» STATED PROBLEM: Extract the complete data exactly as given.

(Collected data)
--*--
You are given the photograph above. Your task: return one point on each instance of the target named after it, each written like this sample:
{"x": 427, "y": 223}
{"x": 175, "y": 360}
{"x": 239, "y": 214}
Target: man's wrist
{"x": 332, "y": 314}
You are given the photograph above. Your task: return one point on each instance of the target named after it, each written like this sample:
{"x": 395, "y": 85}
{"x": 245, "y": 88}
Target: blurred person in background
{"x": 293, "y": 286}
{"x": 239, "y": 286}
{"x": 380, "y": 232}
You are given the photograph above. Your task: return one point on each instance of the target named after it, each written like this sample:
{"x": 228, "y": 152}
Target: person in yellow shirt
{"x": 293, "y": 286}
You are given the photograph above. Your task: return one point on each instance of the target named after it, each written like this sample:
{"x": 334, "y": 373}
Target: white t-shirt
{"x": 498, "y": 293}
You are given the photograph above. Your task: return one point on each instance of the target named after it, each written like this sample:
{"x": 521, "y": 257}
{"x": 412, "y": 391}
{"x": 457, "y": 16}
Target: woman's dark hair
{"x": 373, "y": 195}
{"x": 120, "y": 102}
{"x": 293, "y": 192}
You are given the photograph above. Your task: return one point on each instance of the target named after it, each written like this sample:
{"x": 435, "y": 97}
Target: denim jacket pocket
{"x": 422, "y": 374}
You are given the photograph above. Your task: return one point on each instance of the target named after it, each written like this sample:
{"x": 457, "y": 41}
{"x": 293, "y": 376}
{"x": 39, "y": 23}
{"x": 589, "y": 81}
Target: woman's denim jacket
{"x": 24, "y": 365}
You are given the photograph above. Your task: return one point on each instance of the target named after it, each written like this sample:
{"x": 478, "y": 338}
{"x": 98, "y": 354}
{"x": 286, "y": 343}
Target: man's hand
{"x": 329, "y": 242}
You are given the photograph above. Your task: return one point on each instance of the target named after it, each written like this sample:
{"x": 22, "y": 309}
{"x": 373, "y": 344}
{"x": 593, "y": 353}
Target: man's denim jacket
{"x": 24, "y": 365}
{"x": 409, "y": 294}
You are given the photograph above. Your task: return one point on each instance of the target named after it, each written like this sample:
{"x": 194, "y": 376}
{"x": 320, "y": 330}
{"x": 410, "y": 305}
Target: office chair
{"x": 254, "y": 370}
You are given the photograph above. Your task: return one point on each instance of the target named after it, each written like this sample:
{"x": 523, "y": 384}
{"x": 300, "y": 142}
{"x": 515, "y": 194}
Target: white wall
--*--
» IN RESPONSE:
You are given the photograph above. Your task: return one point on each instance of the target named after it, each written like this sample:
{"x": 427, "y": 223}
{"x": 175, "y": 360}
{"x": 239, "y": 214}
Target: man's wrist
{"x": 332, "y": 314}
You are given the photograph above. Your task: return one point on each instance of the target named after it, each written like this sample:
{"x": 395, "y": 85}
{"x": 245, "y": 88}
Target: blurred person in background
{"x": 293, "y": 286}
{"x": 239, "y": 286}
{"x": 380, "y": 232}
You are given the photograph above. Your task: return one point on each instance of the target named after it, each written like this sample:
{"x": 228, "y": 152}
Target: person in yellow shirt
{"x": 293, "y": 286}
You are given the photograph above. Your task: return one point on each instance of the target named after it, each written like this sample:
{"x": 334, "y": 373}
Target: white t-shirt
{"x": 498, "y": 293}
You are given the photograph above. Your task: return one point on each instance of the target named after it, each written like this sample:
{"x": 521, "y": 257}
{"x": 412, "y": 391}
{"x": 457, "y": 16}
Target: woman's dark hair
{"x": 373, "y": 195}
{"x": 120, "y": 102}
{"x": 293, "y": 192}
You are given the photograph above. Your task: return one point on each instance of the target named after it, each written like this sample:
{"x": 435, "y": 97}
Target: denim jacket pocket
{"x": 422, "y": 374}
You are given the photograph above. Your task: return one point on each instance of the target named after it, each written like this sample:
{"x": 457, "y": 41}
{"x": 293, "y": 376}
{"x": 39, "y": 23}
{"x": 589, "y": 81}
Target: woman's denim jacket
{"x": 24, "y": 365}
You are given the photograph above. Your task: return one point on each instance of the target named after it, each written like this sample:
{"x": 478, "y": 338}
{"x": 98, "y": 354}
{"x": 286, "y": 343}
Target: man's hand
{"x": 329, "y": 242}
You are given the photograph above. Your task: return one point on each instance of the target named after it, each written like this sample:
{"x": 22, "y": 309}
{"x": 373, "y": 344}
{"x": 593, "y": 353}
Target: man's denim jacket
{"x": 24, "y": 365}
{"x": 409, "y": 294}
You are given the photograph above. Your task: return one point on each instance of the target named after it, each written like this sample:
{"x": 194, "y": 376}
{"x": 320, "y": 330}
{"x": 410, "y": 305}
Target: office chair
{"x": 254, "y": 370}
You are given the photograph above. Your task: return one point on each instance of the target named after it, each written like this sample:
{"x": 523, "y": 384}
{"x": 300, "y": 142}
{"x": 515, "y": 194}
Target: white wall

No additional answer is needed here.